● **Arbeitsauftrag**
Schreiben Sie den Artikel über die Regierungskrise in Italien und Salvinis Flüchtlingspolitik weiter und beginnen Sie direkt nach seinem letzten Satz.

● **Textauszug**
Durch die Krise in Italien wird es wohl bald eine neue Regierung geben. Doch das würde wenig an der Flüchtlingspolitik ändern.

Flüstern im Senat: Giuseppe Conte und Luigi Di Maio Foto: ap

Rom taz | Es waren rundum misslungene Stunden für Matteo Salvini. Just während er am Dienstagnachmittag im italienischen Senat den Worten des Ministerpräsidenten Giuseppe Conte zuhören musste, der ihm, dem Verursacher der Regierungskrise, die Leviten las, ereilte den Innenminister und Lega-Chef eine weitere unschöne Nachricht. Die Staatsanwaltschaft auf Sizilien hatte den Landgang der Flüchtlinge von der „Open Arms“ angeordnet, obwohl doch Salvini verkündet hatte, „niemals“ würden sie den Fuß auf italienischen Boden setzen. Gleich doppelt stand er so als zahnloser Tiger da.

Gewiss, das perfekte zeitliche Zusammenfallen der beiden Ereignisse war purer Zufall, aber natürlich stellt sich die Frage: Was wird aus Salvinis Politik der „geschlossenen Häfen“, sprich der Totalabschottung gegen Flüchtlinge, jetzt, da er die Regierung in die Krise gestürzt hat?

Als realistisch gelten in Italien nur zwei Szenarien: entweder eine Koalition aus dem bisher an der Seite der Lega regierenden Movimento5Stelle (M5S) und der sozialdemokratischen Partito Democratico (PD) oder aber Neuwahlen im Herbst. Schnelle Neuwahlen sähen mit einiger Sicherheit Salvini als Sieger. Er könnte dann völlig ungehindert seinen Krieg gegen die NGOs fortsetzen, womöglich in Koalition mit der radikal rechten Partei Fratelli d’Italia, die die privaten Rettungsschiffe am liebsten direkt versenken würde.

Was aber wäre, wenn das M5S zusammen mit PD die Regierung übernehmen würde? Matteo Renzi, der frühere PD-Vorsitzende und Ministerpräsident, nutzte am Dienstag seine Rede im Senat, um scharf mit Salvinis Kurs abzurechnen. Unmenschlich sei der, und er schüre Hass im Land, erklärte Renzi, der forderte, die „Open Arms“-Flüchtlinge müssten umgehend an Land gelassen werden.

Wenig zu erwarten

Doch es war die letzte, von Dezember 2016 bis zu den Wahlen im März 2018 amtierende PD-Regierung unter Paolo Gentiloni, die die Abkommen mit der libyschen Regierung und diversen Warlords geschlossen hatte, damit die Schleuser auf libyscher Seite gestoppt werden; es war die PD-Regierung, die auch Libyen die dafür nötigen Patrouillenboote spendiert hatte. Weiterhin aber konnten die NGOs ihre Rettungsfahrten im Mittelmeer fortsetzen.

● **Bereitgestellte Daten**
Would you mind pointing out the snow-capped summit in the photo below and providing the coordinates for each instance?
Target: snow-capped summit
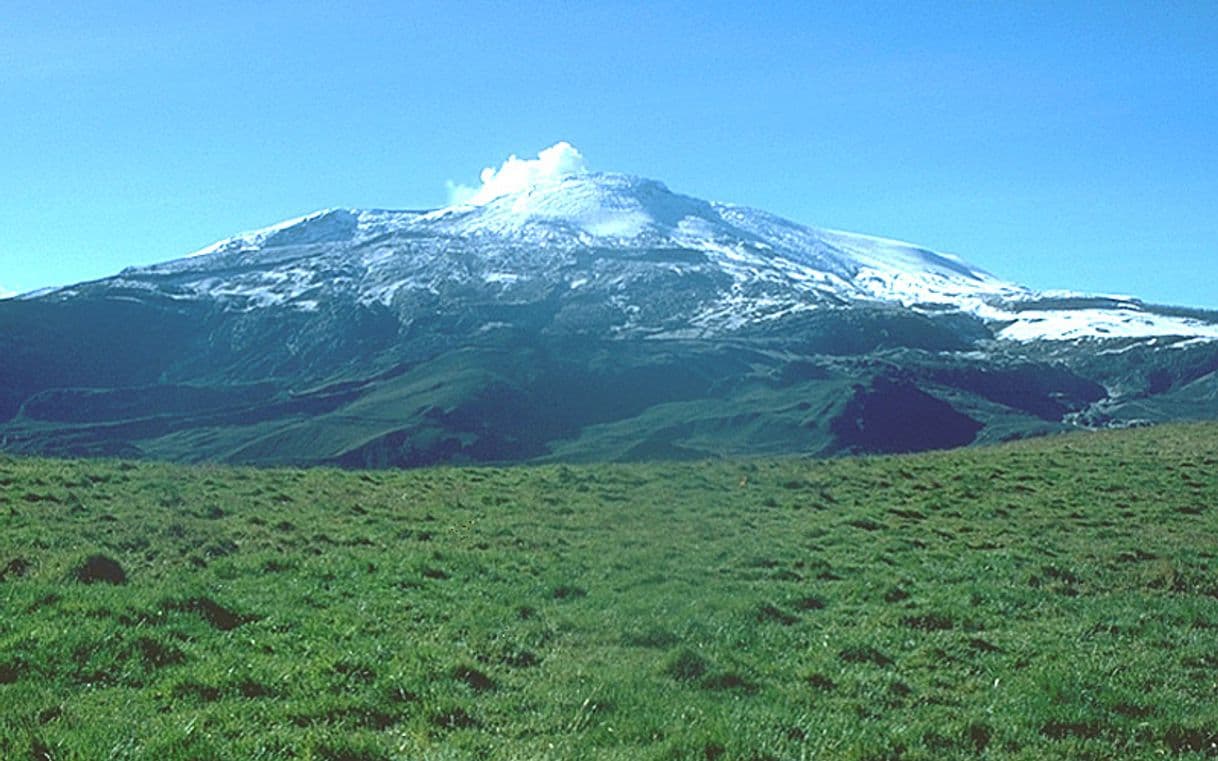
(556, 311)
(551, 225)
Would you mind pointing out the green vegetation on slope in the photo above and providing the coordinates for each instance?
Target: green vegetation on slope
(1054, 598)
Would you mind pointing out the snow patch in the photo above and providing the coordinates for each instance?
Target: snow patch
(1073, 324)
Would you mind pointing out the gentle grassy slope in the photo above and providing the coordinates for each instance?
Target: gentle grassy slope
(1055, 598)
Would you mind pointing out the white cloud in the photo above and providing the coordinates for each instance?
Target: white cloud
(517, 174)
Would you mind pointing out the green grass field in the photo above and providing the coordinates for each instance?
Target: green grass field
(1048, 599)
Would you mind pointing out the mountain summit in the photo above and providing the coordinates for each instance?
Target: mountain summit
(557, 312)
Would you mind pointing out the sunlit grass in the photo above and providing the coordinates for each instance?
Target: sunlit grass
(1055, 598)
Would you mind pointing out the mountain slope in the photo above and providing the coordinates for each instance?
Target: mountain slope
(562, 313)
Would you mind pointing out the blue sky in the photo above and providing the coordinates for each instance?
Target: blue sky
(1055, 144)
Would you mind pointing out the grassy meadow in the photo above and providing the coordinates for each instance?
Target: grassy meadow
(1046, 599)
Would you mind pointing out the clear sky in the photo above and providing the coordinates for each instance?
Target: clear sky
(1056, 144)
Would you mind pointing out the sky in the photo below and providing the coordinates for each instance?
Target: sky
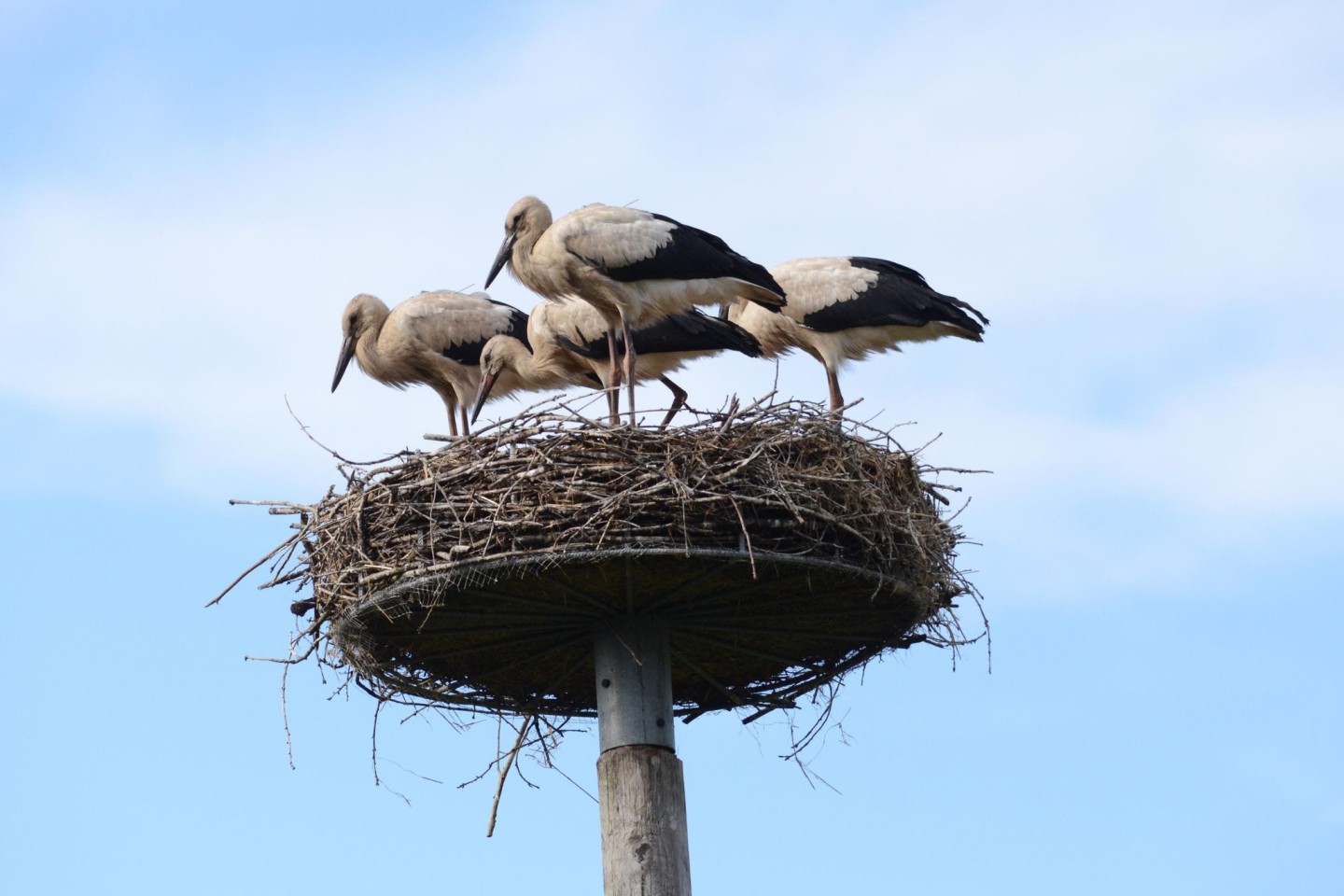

● **Antwort**
Das M5S wiederum ließ in der Koalition mit der Lega Salvini freie Hand. Mehr noch, der Fünf-Sterne-Chef Luigi Di Maio verunglimpfte die NGO-Schiffe als „Taxis des Meeres“, und Verkehrsminister Danilo Toninelli – zuständig für die Küstenwache – vollzog selbst während der jetzt ausgebrochenen Regierungskrise den Schulterschluss mit Salvini, als er die Regierung in Madrid aufforderte, der „Open Arms“ die spanische Flagge zu entziehen.

Mehr noch: Als das Tribunale dei minstri von Palermo, eine regionale Kammer, die für Verfahren gegen Regierungsmitglieder zuständig ist, den Prozess gegen Salvini eröffnen wollte – wegen Freiheitsberaubung, weil er im Sommer 2018 tagelang den Flüchtlingen auf dem Küstenwachenschiff „Diciotti“ den Landgang verweigert hatte –, da stellte sich das M5S schützend vor den Koalitionspartner.

Der Chef der Fünf-Sterne Bewegung, Luigi Di Maio, verunglimpfte die NGO-Schiffe als Taxis des Meeres

Im Senat stimmte ausgerechnet die Bewegung, die reklamiert, Politiker müssten sich immer der Justiz stellen, an der Seite der Lega gegen die Aufhebung von Salvinis Immunität. Nur wenige im M5S, angefangen beim Präsidenten des Abgeordnetenhauses Roberto Fico, gingen offen auf Distanz zu der von ihnen als inhuman gegeißelten Abschottungspolitik.

Nein, auch unter einer M5S-PD-Regierung ist nicht zu erwarten, dass Italien zur Mare-Nostrum-Mission von 2013 und 2014 zurückkehrt, als die Regierung Schiffe der Marine und der Küstenwache zu Rettungseinsätzen vor Libyens Küste schickte. Doch wenigstens der offene Krieg gegen die NGOs, ihre juristische und administrative Verfolgung, könnte ein Ende finden.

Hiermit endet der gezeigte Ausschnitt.